▸ Task objective:
Rewrite the entries below, from the first line through the line containing "[(239, 250)]", as a two-column CSV with the headers instruction and marks, one row per entry. Put each entry's text and its answer in one quoted field each, with any line breaks replaced by spaces.
______
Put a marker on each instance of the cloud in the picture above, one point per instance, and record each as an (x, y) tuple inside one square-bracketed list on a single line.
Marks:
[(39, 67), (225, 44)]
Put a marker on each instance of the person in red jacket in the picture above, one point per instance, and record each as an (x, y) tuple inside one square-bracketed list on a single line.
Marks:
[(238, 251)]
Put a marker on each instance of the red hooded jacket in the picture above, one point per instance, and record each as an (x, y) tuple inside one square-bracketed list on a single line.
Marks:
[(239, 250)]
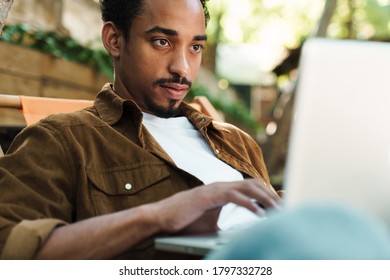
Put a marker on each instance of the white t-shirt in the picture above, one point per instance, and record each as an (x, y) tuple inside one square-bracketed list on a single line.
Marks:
[(191, 152)]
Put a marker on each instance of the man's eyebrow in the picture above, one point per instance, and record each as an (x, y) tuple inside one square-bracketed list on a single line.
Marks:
[(172, 32), (159, 29), (200, 38)]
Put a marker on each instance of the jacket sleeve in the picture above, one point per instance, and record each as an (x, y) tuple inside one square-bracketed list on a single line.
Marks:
[(36, 179)]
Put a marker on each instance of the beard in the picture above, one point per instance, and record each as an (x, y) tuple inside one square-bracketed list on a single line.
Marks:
[(160, 111)]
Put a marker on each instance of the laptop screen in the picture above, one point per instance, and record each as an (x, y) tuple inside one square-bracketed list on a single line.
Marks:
[(339, 147)]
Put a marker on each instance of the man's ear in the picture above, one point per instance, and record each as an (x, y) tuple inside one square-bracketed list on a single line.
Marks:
[(112, 38)]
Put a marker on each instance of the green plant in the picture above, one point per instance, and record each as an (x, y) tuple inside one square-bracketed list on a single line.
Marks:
[(58, 46)]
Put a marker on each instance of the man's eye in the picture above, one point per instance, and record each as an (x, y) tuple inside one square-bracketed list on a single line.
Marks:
[(197, 48), (161, 42)]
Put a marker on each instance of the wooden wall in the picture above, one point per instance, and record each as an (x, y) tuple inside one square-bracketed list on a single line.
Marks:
[(28, 72)]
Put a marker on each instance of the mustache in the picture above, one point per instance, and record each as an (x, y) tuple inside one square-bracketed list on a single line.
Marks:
[(173, 80)]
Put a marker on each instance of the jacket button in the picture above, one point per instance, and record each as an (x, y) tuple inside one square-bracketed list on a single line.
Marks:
[(128, 186)]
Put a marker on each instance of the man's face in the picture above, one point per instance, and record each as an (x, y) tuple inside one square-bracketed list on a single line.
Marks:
[(162, 56)]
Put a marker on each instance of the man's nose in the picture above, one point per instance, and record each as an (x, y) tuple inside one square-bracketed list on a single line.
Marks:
[(179, 64)]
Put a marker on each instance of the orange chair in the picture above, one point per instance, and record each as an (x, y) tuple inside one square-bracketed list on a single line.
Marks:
[(36, 108)]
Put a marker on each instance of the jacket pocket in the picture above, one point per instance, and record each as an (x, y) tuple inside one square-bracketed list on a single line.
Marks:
[(116, 189)]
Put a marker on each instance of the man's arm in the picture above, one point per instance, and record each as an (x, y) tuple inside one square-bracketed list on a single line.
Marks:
[(197, 209)]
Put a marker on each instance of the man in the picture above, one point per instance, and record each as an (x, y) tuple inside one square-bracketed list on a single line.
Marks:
[(100, 183)]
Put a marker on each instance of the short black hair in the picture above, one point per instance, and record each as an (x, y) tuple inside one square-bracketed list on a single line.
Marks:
[(123, 12)]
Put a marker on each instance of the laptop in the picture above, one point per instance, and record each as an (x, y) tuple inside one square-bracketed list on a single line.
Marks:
[(339, 148), (232, 218)]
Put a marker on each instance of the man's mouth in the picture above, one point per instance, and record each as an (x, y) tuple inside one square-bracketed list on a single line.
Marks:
[(175, 91)]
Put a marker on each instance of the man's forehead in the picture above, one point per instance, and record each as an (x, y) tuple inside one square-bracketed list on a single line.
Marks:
[(179, 15)]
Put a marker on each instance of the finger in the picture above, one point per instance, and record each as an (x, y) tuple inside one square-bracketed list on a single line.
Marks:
[(262, 194)]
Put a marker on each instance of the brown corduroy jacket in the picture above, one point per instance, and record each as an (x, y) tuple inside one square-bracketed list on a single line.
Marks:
[(75, 166)]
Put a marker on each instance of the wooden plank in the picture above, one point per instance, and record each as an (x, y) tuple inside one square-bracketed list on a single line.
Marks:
[(21, 61), (52, 88), (13, 84)]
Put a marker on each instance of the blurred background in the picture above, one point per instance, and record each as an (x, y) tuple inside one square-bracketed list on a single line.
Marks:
[(52, 48)]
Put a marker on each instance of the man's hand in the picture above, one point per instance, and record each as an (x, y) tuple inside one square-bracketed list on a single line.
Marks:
[(197, 210)]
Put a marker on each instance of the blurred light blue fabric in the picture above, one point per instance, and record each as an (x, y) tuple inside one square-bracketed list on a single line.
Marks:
[(312, 232)]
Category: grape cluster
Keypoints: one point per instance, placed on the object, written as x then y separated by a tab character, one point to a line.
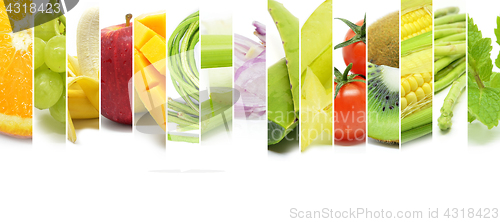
50	66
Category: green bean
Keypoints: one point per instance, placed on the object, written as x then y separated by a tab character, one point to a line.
288	27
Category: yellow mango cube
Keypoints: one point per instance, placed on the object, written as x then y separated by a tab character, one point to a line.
155	51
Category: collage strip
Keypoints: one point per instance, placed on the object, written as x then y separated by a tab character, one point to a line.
328	79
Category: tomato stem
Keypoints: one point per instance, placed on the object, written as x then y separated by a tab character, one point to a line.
344	78
360	32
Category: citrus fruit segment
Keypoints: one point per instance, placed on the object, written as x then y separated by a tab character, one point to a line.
15	79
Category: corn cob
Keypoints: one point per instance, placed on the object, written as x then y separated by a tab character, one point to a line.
416	18
416	68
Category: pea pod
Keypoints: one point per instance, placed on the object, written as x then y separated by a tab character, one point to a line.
281	116
288	27
317	44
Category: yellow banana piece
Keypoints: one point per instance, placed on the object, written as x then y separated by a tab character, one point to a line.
83	73
87	43
80	106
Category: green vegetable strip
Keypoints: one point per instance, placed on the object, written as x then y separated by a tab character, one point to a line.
187	128
444	62
417	119
180	107
288	27
450	26
449	19
444	121
452	49
184	47
416	133
216	51
442	73
451	38
441	33
172	117
185	82
188	118
445	11
190	56
448	79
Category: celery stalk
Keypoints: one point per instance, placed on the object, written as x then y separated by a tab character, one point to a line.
216	51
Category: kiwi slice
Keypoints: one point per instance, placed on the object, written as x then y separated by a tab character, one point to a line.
383	41
383	103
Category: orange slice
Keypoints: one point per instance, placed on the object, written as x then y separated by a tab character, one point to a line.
15	79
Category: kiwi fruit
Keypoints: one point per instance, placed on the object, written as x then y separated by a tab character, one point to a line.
383	41
383	103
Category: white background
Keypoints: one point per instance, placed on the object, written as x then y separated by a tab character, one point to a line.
117	178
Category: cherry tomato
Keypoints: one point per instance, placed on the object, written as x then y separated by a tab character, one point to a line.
350	113
355	53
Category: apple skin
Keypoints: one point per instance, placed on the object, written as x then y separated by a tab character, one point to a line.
116	72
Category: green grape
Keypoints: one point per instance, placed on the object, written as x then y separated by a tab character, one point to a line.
48	88
55	53
39	54
63	77
48	29
58	111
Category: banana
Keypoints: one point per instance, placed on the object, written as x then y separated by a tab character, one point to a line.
83	72
80	106
87	43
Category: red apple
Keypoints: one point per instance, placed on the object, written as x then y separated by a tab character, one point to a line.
116	72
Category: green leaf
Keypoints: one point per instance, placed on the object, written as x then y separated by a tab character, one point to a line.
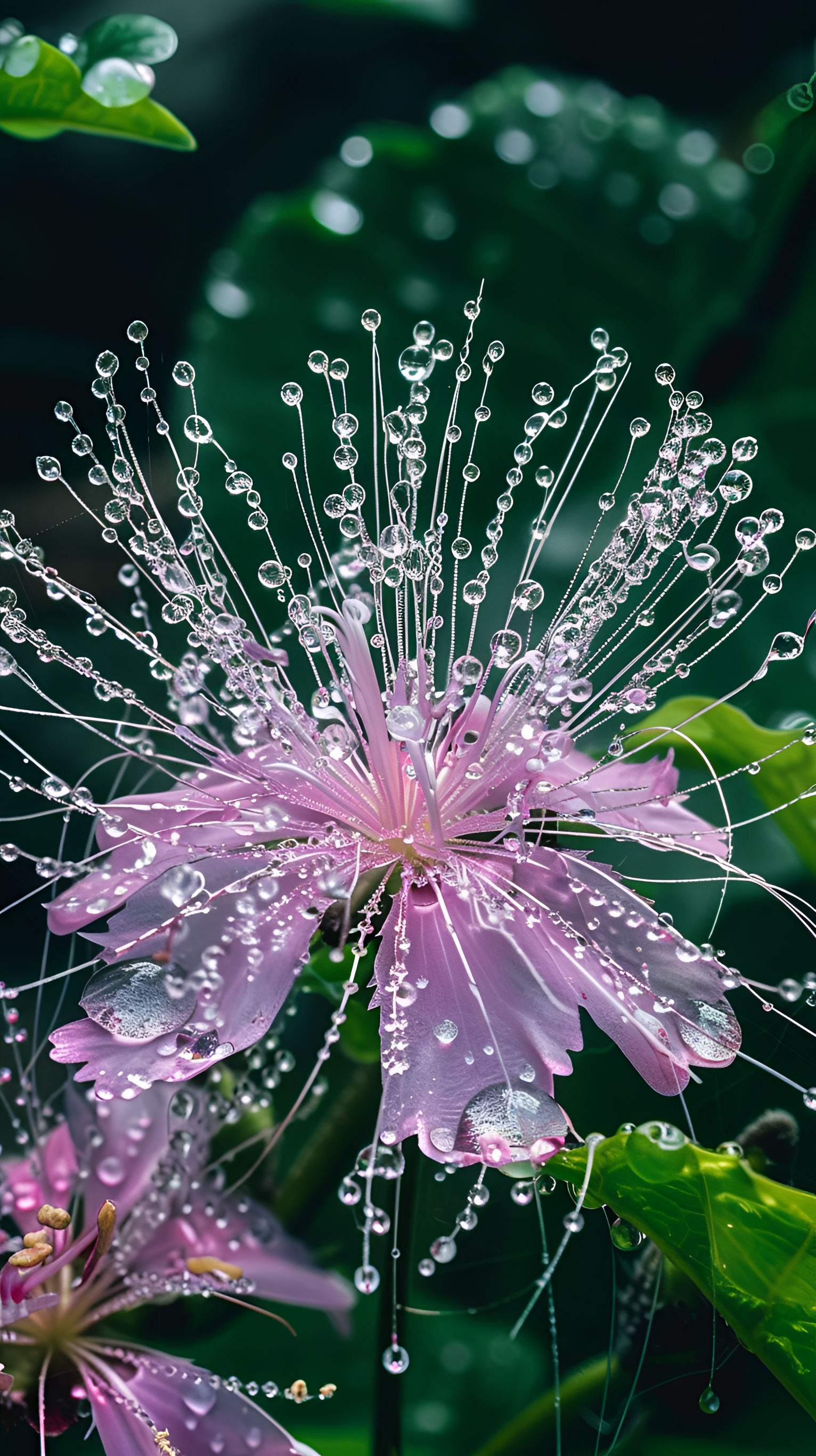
730	740
359	1034
747	1242
48	100
135	37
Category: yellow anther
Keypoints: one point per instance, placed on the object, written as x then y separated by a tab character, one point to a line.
164	1443
30	1258
207	1264
53	1217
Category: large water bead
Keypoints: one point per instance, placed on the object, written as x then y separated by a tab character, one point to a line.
139	1001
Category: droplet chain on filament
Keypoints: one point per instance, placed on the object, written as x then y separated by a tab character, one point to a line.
394	762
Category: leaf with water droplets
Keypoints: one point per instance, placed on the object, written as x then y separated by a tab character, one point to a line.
749	1244
48	98
730	740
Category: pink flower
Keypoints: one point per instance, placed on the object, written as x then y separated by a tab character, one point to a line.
490	948
413	755
153	1226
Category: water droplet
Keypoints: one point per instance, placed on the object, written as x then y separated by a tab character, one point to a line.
366	1279
522	1193
184	373
708	1403
349	1191
416	363
446	1032
139	999
625	1237
506	647
395	1359
199	429
394	541
528	596
388	1163
272	574
725	606
54	788
703	557
199	1395
735	485
785	647
789	989
107	364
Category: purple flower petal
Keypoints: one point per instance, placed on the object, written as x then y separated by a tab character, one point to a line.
257	935
486	992
200	1416
254	1241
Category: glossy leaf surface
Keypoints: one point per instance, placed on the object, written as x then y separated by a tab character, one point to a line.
749	1244
48	100
730	740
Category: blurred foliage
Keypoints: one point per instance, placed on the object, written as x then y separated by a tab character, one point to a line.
579	209
785	766
747	1242
438	12
100	82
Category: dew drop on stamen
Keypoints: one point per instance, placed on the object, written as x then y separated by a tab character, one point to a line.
785	647
366	1279
184	373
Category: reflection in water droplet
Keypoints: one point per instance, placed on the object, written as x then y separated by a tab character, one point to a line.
395	1359
199	1397
624	1235
708	1403
519	1116
446	1032
366	1279
139	999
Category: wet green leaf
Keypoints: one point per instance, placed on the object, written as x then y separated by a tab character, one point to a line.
47	98
730	740
747	1242
359	1034
135	37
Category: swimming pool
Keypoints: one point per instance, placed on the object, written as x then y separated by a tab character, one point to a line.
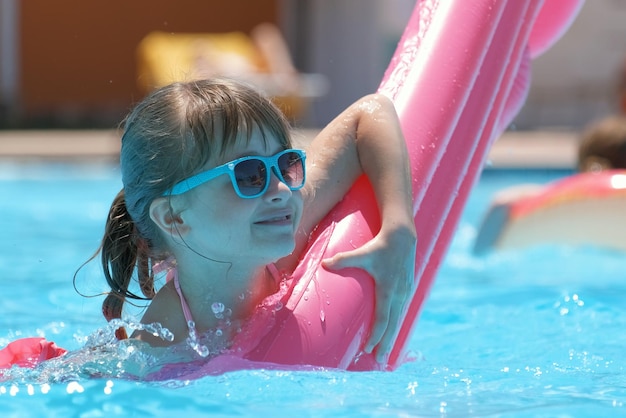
538	332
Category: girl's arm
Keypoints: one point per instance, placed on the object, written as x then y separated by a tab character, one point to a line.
367	138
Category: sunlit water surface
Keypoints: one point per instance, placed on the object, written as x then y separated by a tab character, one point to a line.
532	333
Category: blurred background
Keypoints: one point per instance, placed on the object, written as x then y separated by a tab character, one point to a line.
69	64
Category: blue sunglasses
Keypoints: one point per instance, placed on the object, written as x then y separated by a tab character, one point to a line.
250	176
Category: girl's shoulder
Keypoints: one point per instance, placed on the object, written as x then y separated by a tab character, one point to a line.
165	309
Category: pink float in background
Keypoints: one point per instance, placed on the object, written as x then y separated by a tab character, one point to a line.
458	77
581	209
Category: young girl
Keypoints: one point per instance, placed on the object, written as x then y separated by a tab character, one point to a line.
215	195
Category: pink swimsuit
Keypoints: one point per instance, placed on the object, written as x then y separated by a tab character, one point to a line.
172	274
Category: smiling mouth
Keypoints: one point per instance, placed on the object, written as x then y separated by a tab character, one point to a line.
276	219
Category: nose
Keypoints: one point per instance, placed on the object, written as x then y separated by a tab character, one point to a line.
277	190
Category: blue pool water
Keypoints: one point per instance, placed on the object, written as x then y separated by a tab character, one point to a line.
539	332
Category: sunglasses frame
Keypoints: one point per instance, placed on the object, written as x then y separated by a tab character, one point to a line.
271	165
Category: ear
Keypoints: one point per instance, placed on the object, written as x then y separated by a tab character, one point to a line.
164	216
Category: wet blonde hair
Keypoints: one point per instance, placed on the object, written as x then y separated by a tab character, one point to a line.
169	136
603	145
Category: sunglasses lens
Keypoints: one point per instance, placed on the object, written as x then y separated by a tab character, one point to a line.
251	176
291	168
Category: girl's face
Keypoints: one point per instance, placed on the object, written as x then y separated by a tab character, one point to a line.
225	227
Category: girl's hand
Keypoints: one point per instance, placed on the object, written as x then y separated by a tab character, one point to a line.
390	259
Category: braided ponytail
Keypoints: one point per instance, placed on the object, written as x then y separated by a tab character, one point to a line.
123	250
______
▸ Task output:
instruction,marks
"Put a marker on each instance of the cloud in the picture above, one point per instance, and record each as an (x, y) tuple inside one square-bracketed list on a single line. Marks:","[(39, 67), (225, 44)]"
"Put a marker on each instance of the person in red jacket in the picture above, one point per instance, and record each as an (x, y) tuple inside one square-bracketed list on a single line. Marks:","[(238, 251)]"
"Put a marker on each instance of the red hooded jacket in the picture above, one point per instance, and record each as an (x, y) tuple inside one square-bracketed list on a single line. Marks:","[(239, 250)]"